Selected extract:
========================

The world as it is today is full of different technologies and programming languages. Should we as monks, the backbone of perl users, FOCUS on learning and implementing perl fully, down into all of it's complexities? Or, do we BALANCE our knowledge of perl with other languages?

What have been your experiences?

How has your choice effected you as a programmer a person and as an employee?


Replies are listed 'Best First'.
Re: perl : focus or balance
by Abigail-II (Bishop) on Aug 06, 2002 at 09:31 UTC
    You're a better programmer if you don't make the choice and do both. Generalists are useful, but general specialists are better. There isn't a market for people who know many things, but don't know anything very well.

    You should know a lot of things, and at least now some things very well.


      I have to humbly agree with Abigail-II on this. Learn much about everything you can, in order to improve what you have committed yourself to do best.

========================

Request 1:
List every question asked in the opening post of the forum thread about Perl, one per line.

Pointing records

========================

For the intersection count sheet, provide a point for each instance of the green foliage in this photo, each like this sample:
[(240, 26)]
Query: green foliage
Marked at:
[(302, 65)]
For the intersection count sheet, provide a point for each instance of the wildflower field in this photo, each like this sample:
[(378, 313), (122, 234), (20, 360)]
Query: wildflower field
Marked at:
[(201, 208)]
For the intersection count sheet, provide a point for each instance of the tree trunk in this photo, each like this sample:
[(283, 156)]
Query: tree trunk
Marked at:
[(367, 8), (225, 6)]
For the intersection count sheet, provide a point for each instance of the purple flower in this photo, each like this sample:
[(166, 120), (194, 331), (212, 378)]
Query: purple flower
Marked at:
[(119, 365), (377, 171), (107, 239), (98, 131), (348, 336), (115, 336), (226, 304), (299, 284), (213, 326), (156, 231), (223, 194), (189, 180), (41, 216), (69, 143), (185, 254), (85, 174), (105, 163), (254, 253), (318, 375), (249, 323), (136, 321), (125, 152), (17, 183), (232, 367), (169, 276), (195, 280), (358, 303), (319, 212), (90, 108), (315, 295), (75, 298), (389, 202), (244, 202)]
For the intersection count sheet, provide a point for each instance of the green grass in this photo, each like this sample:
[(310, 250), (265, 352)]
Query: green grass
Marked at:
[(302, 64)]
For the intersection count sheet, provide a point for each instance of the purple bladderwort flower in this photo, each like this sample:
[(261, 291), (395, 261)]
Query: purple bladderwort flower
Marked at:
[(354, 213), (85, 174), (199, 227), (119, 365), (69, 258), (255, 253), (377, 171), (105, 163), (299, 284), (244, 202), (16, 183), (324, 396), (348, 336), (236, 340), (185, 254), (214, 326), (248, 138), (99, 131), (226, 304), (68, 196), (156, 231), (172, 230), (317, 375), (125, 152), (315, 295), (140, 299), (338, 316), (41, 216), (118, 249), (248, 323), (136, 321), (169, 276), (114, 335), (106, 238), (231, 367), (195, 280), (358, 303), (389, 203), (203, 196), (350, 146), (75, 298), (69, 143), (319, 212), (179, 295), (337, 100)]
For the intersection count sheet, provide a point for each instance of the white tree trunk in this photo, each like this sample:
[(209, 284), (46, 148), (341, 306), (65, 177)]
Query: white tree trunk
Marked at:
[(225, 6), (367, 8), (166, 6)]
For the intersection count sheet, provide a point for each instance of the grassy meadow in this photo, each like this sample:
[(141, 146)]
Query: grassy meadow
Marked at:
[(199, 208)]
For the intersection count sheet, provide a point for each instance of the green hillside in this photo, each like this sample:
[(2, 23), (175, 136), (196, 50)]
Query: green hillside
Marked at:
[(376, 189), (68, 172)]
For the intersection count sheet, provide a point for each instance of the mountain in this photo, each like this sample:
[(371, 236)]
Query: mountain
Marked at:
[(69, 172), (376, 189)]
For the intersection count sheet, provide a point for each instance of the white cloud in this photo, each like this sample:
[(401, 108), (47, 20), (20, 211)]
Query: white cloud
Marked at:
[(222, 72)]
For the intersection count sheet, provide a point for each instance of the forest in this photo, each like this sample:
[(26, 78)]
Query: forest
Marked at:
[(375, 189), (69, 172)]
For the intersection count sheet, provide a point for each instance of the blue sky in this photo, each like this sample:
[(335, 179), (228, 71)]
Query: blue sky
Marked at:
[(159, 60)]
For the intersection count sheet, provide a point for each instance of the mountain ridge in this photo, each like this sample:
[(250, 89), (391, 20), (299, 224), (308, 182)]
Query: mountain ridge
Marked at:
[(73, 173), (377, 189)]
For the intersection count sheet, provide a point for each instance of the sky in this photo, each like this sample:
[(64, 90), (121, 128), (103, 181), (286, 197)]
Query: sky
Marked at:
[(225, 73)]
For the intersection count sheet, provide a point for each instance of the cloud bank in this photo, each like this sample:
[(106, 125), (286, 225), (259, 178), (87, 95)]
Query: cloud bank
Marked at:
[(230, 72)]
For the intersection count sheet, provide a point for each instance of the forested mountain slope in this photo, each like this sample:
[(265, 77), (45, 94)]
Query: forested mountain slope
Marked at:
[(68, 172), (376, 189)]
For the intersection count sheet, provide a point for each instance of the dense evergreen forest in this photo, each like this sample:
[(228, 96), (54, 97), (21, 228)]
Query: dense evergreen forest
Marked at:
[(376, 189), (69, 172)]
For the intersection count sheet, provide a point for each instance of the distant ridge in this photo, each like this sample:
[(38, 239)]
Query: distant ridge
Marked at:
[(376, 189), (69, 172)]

========================

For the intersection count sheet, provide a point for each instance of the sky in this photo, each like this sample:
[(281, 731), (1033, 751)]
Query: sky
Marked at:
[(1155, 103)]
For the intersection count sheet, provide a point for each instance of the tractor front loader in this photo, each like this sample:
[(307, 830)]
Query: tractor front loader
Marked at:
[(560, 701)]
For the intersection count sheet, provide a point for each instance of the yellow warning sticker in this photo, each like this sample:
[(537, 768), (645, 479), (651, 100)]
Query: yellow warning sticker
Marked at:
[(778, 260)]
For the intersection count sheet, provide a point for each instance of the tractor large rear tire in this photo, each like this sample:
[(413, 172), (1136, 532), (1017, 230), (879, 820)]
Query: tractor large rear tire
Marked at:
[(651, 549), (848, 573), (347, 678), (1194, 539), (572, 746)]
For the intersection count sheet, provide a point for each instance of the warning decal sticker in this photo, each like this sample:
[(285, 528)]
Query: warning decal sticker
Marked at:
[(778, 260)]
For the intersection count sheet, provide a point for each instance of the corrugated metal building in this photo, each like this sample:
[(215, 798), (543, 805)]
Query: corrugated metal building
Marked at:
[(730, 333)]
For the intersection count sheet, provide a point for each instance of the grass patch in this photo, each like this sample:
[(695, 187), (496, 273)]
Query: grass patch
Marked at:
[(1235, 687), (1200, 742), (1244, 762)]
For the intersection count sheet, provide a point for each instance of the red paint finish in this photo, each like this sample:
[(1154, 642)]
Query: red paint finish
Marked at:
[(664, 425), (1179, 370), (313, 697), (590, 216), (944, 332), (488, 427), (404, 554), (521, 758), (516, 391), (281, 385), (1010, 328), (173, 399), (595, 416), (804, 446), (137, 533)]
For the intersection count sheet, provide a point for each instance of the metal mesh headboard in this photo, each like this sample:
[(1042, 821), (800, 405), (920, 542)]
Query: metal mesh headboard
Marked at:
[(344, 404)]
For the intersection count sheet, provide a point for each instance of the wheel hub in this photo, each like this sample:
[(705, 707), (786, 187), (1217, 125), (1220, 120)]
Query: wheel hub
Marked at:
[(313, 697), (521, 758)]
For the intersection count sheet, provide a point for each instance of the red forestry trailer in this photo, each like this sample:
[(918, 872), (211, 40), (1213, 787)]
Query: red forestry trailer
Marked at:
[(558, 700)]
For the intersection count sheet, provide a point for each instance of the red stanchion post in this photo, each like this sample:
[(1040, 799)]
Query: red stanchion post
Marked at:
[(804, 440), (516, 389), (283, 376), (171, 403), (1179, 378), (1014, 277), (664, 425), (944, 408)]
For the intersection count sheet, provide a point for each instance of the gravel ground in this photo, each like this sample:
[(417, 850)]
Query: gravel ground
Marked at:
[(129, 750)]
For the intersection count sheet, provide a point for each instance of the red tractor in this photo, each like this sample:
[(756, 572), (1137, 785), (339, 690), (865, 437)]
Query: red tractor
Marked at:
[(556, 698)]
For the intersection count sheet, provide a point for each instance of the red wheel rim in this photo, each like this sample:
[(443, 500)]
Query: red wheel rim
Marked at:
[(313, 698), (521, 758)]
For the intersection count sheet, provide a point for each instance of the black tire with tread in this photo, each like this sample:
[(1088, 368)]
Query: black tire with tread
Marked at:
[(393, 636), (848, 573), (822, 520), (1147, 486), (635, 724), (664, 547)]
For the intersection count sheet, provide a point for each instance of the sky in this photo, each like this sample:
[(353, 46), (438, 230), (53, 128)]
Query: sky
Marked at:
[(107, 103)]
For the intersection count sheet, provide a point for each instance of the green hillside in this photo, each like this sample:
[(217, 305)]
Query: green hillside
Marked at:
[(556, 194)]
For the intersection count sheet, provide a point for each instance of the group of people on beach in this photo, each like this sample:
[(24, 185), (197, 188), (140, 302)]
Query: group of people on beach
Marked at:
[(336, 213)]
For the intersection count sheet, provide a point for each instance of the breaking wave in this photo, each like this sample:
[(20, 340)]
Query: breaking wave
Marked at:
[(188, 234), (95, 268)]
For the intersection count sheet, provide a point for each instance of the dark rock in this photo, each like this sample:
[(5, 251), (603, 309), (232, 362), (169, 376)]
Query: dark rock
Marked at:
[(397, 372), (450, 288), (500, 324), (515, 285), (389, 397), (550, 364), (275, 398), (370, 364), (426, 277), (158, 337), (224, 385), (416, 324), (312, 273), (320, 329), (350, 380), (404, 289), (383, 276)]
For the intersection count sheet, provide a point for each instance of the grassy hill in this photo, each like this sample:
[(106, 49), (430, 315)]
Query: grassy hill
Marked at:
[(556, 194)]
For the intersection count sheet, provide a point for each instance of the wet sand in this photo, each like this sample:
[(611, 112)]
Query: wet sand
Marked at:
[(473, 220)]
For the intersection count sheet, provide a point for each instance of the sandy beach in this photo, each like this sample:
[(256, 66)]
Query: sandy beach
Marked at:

========================

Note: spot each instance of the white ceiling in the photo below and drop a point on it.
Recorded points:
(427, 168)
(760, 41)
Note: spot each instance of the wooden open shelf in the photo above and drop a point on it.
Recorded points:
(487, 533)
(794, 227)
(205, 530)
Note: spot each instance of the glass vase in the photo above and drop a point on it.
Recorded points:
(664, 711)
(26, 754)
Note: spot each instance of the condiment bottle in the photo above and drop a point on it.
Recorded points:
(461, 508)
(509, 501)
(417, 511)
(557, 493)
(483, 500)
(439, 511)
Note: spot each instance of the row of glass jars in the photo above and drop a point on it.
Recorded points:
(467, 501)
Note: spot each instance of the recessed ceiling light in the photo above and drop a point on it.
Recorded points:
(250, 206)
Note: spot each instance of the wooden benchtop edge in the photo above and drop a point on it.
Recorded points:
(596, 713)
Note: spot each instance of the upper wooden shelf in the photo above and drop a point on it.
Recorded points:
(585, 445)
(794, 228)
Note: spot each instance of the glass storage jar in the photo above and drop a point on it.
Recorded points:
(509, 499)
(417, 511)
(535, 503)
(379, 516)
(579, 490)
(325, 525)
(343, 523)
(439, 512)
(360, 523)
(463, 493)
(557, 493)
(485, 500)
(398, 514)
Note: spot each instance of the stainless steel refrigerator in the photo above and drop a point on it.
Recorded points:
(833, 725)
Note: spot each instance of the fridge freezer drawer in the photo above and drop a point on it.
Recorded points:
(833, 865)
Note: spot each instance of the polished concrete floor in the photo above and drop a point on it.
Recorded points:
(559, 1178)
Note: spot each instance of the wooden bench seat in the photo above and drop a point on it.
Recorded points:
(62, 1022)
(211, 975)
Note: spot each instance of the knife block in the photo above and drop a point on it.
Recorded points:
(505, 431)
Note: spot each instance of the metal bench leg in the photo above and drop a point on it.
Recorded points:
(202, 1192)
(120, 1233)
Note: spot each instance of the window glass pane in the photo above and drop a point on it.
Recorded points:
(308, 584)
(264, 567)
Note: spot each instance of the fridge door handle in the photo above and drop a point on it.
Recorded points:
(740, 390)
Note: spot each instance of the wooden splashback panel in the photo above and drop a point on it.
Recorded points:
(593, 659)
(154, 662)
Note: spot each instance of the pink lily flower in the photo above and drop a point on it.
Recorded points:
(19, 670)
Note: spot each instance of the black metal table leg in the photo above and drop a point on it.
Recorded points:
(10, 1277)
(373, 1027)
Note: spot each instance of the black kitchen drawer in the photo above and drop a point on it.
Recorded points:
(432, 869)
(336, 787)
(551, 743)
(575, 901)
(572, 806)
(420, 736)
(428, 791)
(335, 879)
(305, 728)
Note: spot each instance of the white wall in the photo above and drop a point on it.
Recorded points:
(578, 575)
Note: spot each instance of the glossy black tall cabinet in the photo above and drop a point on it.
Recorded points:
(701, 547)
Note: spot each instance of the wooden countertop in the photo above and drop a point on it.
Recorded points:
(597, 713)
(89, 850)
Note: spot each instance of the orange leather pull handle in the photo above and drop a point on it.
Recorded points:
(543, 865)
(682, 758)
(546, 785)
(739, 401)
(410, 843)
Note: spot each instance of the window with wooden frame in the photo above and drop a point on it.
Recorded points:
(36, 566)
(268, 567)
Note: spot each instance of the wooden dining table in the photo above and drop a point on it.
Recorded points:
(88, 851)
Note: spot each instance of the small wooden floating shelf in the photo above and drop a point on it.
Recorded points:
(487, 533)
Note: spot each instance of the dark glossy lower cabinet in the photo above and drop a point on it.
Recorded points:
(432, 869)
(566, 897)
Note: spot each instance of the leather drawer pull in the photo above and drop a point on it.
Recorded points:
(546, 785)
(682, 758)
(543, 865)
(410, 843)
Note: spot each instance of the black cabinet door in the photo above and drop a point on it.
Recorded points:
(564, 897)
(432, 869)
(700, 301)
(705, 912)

========================

Request 2:
Please format the lines of the records, from the line with "the green foliage" to the line with "[(201, 208)]", as a JSON list of strings with one string per line.

Reply 1:
Should we as monks, the backbone of perl users, FOCUS on learning and implementing perl fully, down into all of it's complexities?
Or, do we BALANCE our knowledge of perl with other languages?
What have been your experiences?
How has your choice effected you as a programmer a person and as an employee?

Reply 2:
[
  "For the intersection count sheet, provide a point for each instance of the green foliage in this photo, each like this sample:",
  "[(240, 26)]",
  "Query: green foliage",
  "Marked at:",
  "[(302, 65)]",
  "For the intersection count sheet, provide a point for each instance of the wildflower field in this photo, each like this sample:",
  "[(378, 313), (122, 234), (20, 360)]",
  "Query: wildflower field",
  "Marked at:",
  "[(201, 208)]"
]